__Data lines__
= = =

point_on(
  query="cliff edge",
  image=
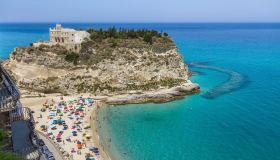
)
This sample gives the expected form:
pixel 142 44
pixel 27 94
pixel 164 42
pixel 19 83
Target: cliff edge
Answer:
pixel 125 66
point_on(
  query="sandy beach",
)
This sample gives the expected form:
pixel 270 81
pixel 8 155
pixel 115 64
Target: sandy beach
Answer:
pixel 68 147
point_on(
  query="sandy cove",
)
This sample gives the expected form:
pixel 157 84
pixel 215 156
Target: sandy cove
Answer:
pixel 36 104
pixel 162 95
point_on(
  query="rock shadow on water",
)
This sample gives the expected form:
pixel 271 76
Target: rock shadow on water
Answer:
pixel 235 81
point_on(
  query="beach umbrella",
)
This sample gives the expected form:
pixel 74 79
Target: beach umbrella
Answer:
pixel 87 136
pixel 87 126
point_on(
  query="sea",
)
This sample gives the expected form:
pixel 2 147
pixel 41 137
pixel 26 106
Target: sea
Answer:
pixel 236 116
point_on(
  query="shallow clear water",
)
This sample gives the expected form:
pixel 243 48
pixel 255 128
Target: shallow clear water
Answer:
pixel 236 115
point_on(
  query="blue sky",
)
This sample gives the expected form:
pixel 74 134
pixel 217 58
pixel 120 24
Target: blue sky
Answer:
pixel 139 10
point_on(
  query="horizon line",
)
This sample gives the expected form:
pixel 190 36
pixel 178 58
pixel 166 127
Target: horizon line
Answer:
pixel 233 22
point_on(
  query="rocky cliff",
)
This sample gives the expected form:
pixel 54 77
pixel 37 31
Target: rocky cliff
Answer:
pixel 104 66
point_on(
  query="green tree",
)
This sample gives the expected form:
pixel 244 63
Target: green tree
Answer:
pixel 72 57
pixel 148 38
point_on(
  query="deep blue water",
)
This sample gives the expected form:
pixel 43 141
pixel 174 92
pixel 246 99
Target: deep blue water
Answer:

= = =

Please pick out each line in the listing above that contains the word "Target", counting only matches with the same capitalization, and copy those lines out.

__Completed exercise__
Target: cliff edge
Target: sandy beach
Target: sandy cove
Target: rock shadow on water
Target: beach umbrella
Target: sea
Target: shallow clear water
Target: blue sky
Target: horizon line
Target: rocky cliff
Target: green tree
Target: deep blue water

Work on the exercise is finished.